-- PAGE EXCERPT follows --
Cleft palate is a common type of birth defect. It is the result of tissues of the face not joining properly during development. The overall incidence of cleft palate in China is about 2.6 per 10,000 births. Cleft Palate can occur as complete (soft and hard palate, possibly including a gap in the alveolus) or incomplete (a ’hole’ in the roof of the mouth, usually as a cleft soft palate). It usually results in difficulty with feeding, speech, hearing, and frequent mucotympanon, greatly affecting the psychologic status and living quality of the patients and parents’.
Cleft palate can be corrected by surgery. Palatoplasty is typically performed not only to close the soft and hard palate but also to produce a long and mobile soft palate, thus achieving physiologic velopharyngeal function. The functional goals of palatoplasty include normalizing voice resonance, improving feeding and oronasal hygiene, preventing nasal regurgitation, and improving eustachian tube function.
Restoring the levator muscle's function and increasing palate length are the most critical procedures used to achieve velopharyngeal competence. The direction of our efforts is to discern better technical methods which minimize trauma from surgery in the clinic. In this study, we performed the modified two-flaps palatoplasty by elongation of nasal myomucosal flap with lateral mucus relaxing incision.
2 Patients and method
2.1 Patient population
Between August 2016 and August 2017, this technique was performed on 20 patients (8 male and 12 female) with a median age of 18 months (range, 9–53months). With these patients, 14 cases were of incomplete cleft palate and 6 cases were of complete cleft palate. They were all treated with a modified two-flaps cleft palate repair of the posterolateral symmetrical mucosal relaxation incision of the soft palate. Nasopharyngoscopy was performed 6 months after surgery. The surgeon did regular follow-ups with all of the patients.
2.2 Ethical statement
This research did not increase the risk and economic burden of patients; the patients’ rights were fully protected; the project design was conducted in line with scientific and ethical principles. The institutional review board approved this project.
2.3 Informed consent statement
All participants in this study have provided informed written consent prior to enrollment.
-- PAGE EXCERPT concluded --
_APPLY WHAT YOU READ_.
**a.** In the cleft palate surgery text, how many of the 20 patients had incomplete cleft palate?
**b.** Go on with the cleft palate surgery text, starting after its final sentence on informed consent.
-- DATASET CONTENT follows --
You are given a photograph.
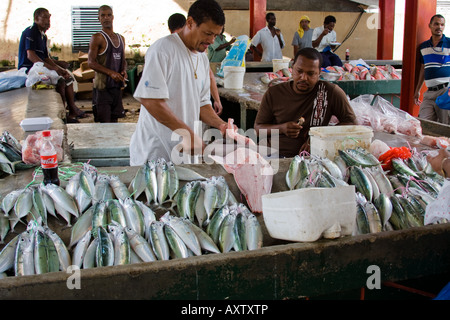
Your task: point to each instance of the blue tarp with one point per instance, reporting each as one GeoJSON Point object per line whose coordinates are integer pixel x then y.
{"type": "Point", "coordinates": [12, 79]}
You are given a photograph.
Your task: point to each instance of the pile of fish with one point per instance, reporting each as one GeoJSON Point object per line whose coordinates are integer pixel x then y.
{"type": "Point", "coordinates": [36, 250]}
{"type": "Point", "coordinates": [10, 155]}
{"type": "Point", "coordinates": [273, 78]}
{"type": "Point", "coordinates": [360, 72]}
{"type": "Point", "coordinates": [386, 200]}
{"type": "Point", "coordinates": [114, 227]}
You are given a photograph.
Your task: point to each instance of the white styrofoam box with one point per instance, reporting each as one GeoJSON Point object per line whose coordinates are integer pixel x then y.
{"type": "Point", "coordinates": [326, 141]}
{"type": "Point", "coordinates": [36, 124]}
{"type": "Point", "coordinates": [233, 77]}
{"type": "Point", "coordinates": [306, 215]}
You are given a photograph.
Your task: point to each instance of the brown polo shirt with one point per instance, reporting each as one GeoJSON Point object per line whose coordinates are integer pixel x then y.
{"type": "Point", "coordinates": [282, 104]}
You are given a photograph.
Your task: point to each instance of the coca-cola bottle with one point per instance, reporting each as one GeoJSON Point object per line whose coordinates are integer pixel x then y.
{"type": "Point", "coordinates": [49, 159]}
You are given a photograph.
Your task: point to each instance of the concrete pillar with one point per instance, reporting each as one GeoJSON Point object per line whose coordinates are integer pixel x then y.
{"type": "Point", "coordinates": [257, 19]}
{"type": "Point", "coordinates": [385, 45]}
{"type": "Point", "coordinates": [417, 17]}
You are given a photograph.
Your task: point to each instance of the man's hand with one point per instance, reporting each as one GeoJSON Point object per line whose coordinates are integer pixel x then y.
{"type": "Point", "coordinates": [218, 107]}
{"type": "Point", "coordinates": [436, 161]}
{"type": "Point", "coordinates": [417, 100]}
{"type": "Point", "coordinates": [291, 129]}
{"type": "Point", "coordinates": [191, 144]}
{"type": "Point", "coordinates": [117, 77]}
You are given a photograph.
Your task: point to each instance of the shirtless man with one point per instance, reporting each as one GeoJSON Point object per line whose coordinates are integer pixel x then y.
{"type": "Point", "coordinates": [107, 57]}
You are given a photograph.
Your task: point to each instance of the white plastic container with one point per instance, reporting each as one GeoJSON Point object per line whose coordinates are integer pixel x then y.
{"type": "Point", "coordinates": [326, 141]}
{"type": "Point", "coordinates": [36, 124]}
{"type": "Point", "coordinates": [233, 77]}
{"type": "Point", "coordinates": [279, 64]}
{"type": "Point", "coordinates": [308, 214]}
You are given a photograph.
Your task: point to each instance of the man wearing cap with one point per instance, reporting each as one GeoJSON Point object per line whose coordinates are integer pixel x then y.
{"type": "Point", "coordinates": [434, 55]}
{"type": "Point", "coordinates": [303, 36]}
{"type": "Point", "coordinates": [324, 40]}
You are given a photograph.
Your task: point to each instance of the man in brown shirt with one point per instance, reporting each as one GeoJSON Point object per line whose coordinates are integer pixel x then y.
{"type": "Point", "coordinates": [306, 96]}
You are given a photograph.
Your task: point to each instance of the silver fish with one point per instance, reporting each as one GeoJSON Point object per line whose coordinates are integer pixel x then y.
{"type": "Point", "coordinates": [133, 215]}
{"type": "Point", "coordinates": [226, 234]}
{"type": "Point", "coordinates": [4, 226]}
{"type": "Point", "coordinates": [121, 244]}
{"type": "Point", "coordinates": [115, 212]}
{"type": "Point", "coordinates": [152, 183]}
{"type": "Point", "coordinates": [89, 257]}
{"type": "Point", "coordinates": [119, 188]}
{"type": "Point", "coordinates": [253, 231]}
{"type": "Point", "coordinates": [211, 198]}
{"type": "Point", "coordinates": [206, 242]}
{"type": "Point", "coordinates": [80, 249]}
{"type": "Point", "coordinates": [24, 256]}
{"type": "Point", "coordinates": [162, 178]}
{"type": "Point", "coordinates": [81, 226]}
{"type": "Point", "coordinates": [140, 246]}
{"type": "Point", "coordinates": [102, 189]}
{"type": "Point", "coordinates": [7, 255]}
{"type": "Point", "coordinates": [45, 255]}
{"type": "Point", "coordinates": [139, 183]}
{"type": "Point", "coordinates": [99, 218]}
{"type": "Point", "coordinates": [63, 254]}
{"type": "Point", "coordinates": [9, 200]}
{"type": "Point", "coordinates": [104, 256]}
{"type": "Point", "coordinates": [60, 196]}
{"type": "Point", "coordinates": [176, 244]}
{"type": "Point", "coordinates": [174, 182]}
{"type": "Point", "coordinates": [184, 231]}
{"type": "Point", "coordinates": [158, 240]}
{"type": "Point", "coordinates": [24, 203]}
{"type": "Point", "coordinates": [73, 184]}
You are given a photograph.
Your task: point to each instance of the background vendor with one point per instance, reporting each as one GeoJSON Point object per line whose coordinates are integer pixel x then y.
{"type": "Point", "coordinates": [306, 97]}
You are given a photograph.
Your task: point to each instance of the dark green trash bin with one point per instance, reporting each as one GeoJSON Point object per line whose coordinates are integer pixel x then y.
{"type": "Point", "coordinates": [131, 85]}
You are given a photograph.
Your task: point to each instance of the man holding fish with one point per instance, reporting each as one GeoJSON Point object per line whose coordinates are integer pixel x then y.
{"type": "Point", "coordinates": [174, 90]}
{"type": "Point", "coordinates": [291, 108]}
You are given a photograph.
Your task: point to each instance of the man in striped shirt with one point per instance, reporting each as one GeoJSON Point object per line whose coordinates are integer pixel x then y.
{"type": "Point", "coordinates": [435, 71]}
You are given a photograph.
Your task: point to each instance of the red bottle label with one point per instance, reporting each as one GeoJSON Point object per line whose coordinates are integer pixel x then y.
{"type": "Point", "coordinates": [49, 162]}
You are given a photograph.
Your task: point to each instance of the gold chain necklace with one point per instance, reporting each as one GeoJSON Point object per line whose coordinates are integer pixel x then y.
{"type": "Point", "coordinates": [192, 63]}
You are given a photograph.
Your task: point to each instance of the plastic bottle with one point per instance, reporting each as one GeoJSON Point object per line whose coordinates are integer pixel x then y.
{"type": "Point", "coordinates": [49, 159]}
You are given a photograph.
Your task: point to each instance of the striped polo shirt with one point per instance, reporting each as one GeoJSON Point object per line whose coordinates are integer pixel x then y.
{"type": "Point", "coordinates": [436, 61]}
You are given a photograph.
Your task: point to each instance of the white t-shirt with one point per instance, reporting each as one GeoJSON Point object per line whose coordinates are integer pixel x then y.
{"type": "Point", "coordinates": [326, 40]}
{"type": "Point", "coordinates": [168, 74]}
{"type": "Point", "coordinates": [270, 44]}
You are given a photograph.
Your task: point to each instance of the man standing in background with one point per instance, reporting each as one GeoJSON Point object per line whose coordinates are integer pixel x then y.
{"type": "Point", "coordinates": [435, 71]}
{"type": "Point", "coordinates": [107, 57]}
{"type": "Point", "coordinates": [303, 36]}
{"type": "Point", "coordinates": [174, 90]}
{"type": "Point", "coordinates": [271, 40]}
{"type": "Point", "coordinates": [324, 40]}
{"type": "Point", "coordinates": [33, 48]}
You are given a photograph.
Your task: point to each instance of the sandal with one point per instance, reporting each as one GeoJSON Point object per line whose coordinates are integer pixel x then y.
{"type": "Point", "coordinates": [81, 115]}
{"type": "Point", "coordinates": [71, 119]}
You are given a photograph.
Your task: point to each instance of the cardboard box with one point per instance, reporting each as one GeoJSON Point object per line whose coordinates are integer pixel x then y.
{"type": "Point", "coordinates": [85, 75]}
{"type": "Point", "coordinates": [85, 86]}
{"type": "Point", "coordinates": [82, 56]}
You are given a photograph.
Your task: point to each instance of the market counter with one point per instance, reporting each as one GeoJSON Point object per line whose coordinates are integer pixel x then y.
{"type": "Point", "coordinates": [243, 104]}
{"type": "Point", "coordinates": [279, 270]}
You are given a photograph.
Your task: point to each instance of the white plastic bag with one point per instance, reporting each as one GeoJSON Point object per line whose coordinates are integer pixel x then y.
{"type": "Point", "coordinates": [12, 79]}
{"type": "Point", "coordinates": [440, 208]}
{"type": "Point", "coordinates": [39, 73]}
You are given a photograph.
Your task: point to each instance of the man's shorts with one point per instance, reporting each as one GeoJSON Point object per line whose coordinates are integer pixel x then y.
{"type": "Point", "coordinates": [108, 105]}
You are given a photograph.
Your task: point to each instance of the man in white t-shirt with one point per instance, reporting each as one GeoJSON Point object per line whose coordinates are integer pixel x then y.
{"type": "Point", "coordinates": [323, 40]}
{"type": "Point", "coordinates": [271, 40]}
{"type": "Point", "coordinates": [174, 89]}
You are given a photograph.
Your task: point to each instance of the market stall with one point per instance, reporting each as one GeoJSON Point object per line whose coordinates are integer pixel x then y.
{"type": "Point", "coordinates": [280, 269]}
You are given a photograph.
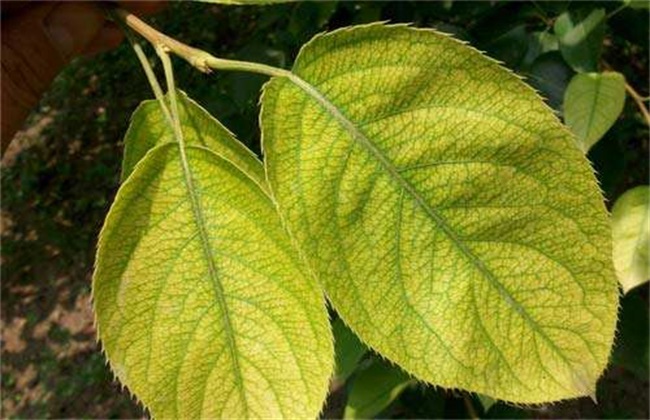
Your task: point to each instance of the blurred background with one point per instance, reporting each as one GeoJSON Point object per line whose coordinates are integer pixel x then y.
{"type": "Point", "coordinates": [61, 172]}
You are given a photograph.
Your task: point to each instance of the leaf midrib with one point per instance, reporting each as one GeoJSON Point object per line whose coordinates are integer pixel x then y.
{"type": "Point", "coordinates": [219, 293]}
{"type": "Point", "coordinates": [366, 143]}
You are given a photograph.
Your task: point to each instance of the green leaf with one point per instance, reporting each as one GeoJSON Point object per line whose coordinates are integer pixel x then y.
{"type": "Point", "coordinates": [637, 4]}
{"type": "Point", "coordinates": [592, 104]}
{"type": "Point", "coordinates": [149, 128]}
{"type": "Point", "coordinates": [349, 350]}
{"type": "Point", "coordinates": [454, 224]}
{"type": "Point", "coordinates": [202, 306]}
{"type": "Point", "coordinates": [631, 234]}
{"type": "Point", "coordinates": [486, 402]}
{"type": "Point", "coordinates": [632, 344]}
{"type": "Point", "coordinates": [550, 74]}
{"type": "Point", "coordinates": [580, 35]}
{"type": "Point", "coordinates": [373, 389]}
{"type": "Point", "coordinates": [246, 2]}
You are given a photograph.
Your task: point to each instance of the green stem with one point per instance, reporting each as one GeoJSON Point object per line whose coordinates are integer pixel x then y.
{"type": "Point", "coordinates": [146, 66]}
{"type": "Point", "coordinates": [200, 59]}
{"type": "Point", "coordinates": [171, 89]}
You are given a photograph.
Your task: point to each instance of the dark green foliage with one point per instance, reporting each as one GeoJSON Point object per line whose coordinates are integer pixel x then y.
{"type": "Point", "coordinates": [58, 183]}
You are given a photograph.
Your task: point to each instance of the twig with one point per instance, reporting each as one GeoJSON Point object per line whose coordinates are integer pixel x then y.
{"type": "Point", "coordinates": [200, 59]}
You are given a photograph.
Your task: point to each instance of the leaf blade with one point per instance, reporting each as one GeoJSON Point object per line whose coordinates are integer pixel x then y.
{"type": "Point", "coordinates": [148, 129]}
{"type": "Point", "coordinates": [631, 235]}
{"type": "Point", "coordinates": [581, 35]}
{"type": "Point", "coordinates": [592, 104]}
{"type": "Point", "coordinates": [361, 145]}
{"type": "Point", "coordinates": [374, 389]}
{"type": "Point", "coordinates": [188, 347]}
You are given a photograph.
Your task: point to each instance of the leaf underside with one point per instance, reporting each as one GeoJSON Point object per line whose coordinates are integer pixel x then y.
{"type": "Point", "coordinates": [202, 306]}
{"type": "Point", "coordinates": [454, 224]}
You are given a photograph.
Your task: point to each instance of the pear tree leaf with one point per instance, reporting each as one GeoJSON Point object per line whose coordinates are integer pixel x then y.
{"type": "Point", "coordinates": [632, 347]}
{"type": "Point", "coordinates": [149, 128]}
{"type": "Point", "coordinates": [580, 35]}
{"type": "Point", "coordinates": [348, 349]}
{"type": "Point", "coordinates": [374, 389]}
{"type": "Point", "coordinates": [592, 104]}
{"type": "Point", "coordinates": [454, 224]}
{"type": "Point", "coordinates": [631, 236]}
{"type": "Point", "coordinates": [203, 308]}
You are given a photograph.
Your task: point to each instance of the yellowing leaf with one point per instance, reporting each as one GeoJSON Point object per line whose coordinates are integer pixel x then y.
{"type": "Point", "coordinates": [374, 389]}
{"type": "Point", "coordinates": [149, 128]}
{"type": "Point", "coordinates": [592, 103]}
{"type": "Point", "coordinates": [246, 2]}
{"type": "Point", "coordinates": [631, 234]}
{"type": "Point", "coordinates": [202, 306]}
{"type": "Point", "coordinates": [449, 215]}
{"type": "Point", "coordinates": [348, 349]}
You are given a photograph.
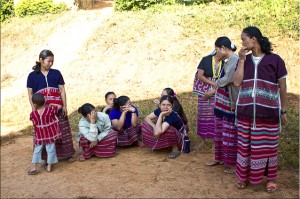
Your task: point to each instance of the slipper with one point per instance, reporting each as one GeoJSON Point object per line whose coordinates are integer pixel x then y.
{"type": "Point", "coordinates": [174, 154]}
{"type": "Point", "coordinates": [214, 163]}
{"type": "Point", "coordinates": [229, 170]}
{"type": "Point", "coordinates": [32, 172]}
{"type": "Point", "coordinates": [241, 185]}
{"type": "Point", "coordinates": [271, 187]}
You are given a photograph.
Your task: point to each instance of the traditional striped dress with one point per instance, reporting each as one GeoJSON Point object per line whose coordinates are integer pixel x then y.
{"type": "Point", "coordinates": [206, 117]}
{"type": "Point", "coordinates": [171, 137]}
{"type": "Point", "coordinates": [49, 86]}
{"type": "Point", "coordinates": [258, 114]}
{"type": "Point", "coordinates": [225, 141]}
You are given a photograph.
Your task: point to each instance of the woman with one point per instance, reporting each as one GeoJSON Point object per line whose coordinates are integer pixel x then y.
{"type": "Point", "coordinates": [50, 83]}
{"type": "Point", "coordinates": [261, 107]}
{"type": "Point", "coordinates": [168, 130]}
{"type": "Point", "coordinates": [96, 136]}
{"type": "Point", "coordinates": [225, 141]}
{"type": "Point", "coordinates": [109, 100]}
{"type": "Point", "coordinates": [208, 72]}
{"type": "Point", "coordinates": [124, 118]}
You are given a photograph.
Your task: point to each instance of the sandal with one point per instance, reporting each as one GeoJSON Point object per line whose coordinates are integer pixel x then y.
{"type": "Point", "coordinates": [229, 170]}
{"type": "Point", "coordinates": [241, 185]}
{"type": "Point", "coordinates": [32, 172]}
{"type": "Point", "coordinates": [214, 163]}
{"type": "Point", "coordinates": [174, 154]}
{"type": "Point", "coordinates": [271, 187]}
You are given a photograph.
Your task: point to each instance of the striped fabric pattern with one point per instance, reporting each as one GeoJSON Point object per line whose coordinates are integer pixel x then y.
{"type": "Point", "coordinates": [170, 137]}
{"type": "Point", "coordinates": [225, 141]}
{"type": "Point", "coordinates": [206, 118]}
{"type": "Point", "coordinates": [257, 151]}
{"type": "Point", "coordinates": [105, 147]}
{"type": "Point", "coordinates": [128, 136]}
-- DATASET CONTENT concluded --
_SOLVED PROBLEMS_.
**a.** 14

**b.**
2.4 Equipment, surgical procedures
The two-flaps cleft palate repair technique relieves sputum tension by combining of 2, mucoperiosteal flaps with incisions of the posterolateral symmetrical mucosal aspects of the soft palate. All patients required general anesthesia. (Fig. 1 A)
The palatal length was measured by a ruler during both acute pre-operation and acute post-operation. For local vasoconstriction and decreasing bleeding during surgery, a mixture of lidocaine and adrenaline (lidocaine 1% and epinephrine 1:100,000) was infiltrated under the oral mucosa in both the hard and soft palates until the pink, oral mucosa become pale. This helped to hydrodissect the palatal tissues and improved hemostasis. The medial incisions of the mucoperiosteal flaps were marked at 2 to 3 mm lateral to the medial margins of the cleft so as to transfer more oral mucosa to the nasal side, thusachieving tension-free closure of the nasal, periosteal flap. The lateral incision was located at the junction of the hard palate mucosa and the gingiva (Fig. 1B)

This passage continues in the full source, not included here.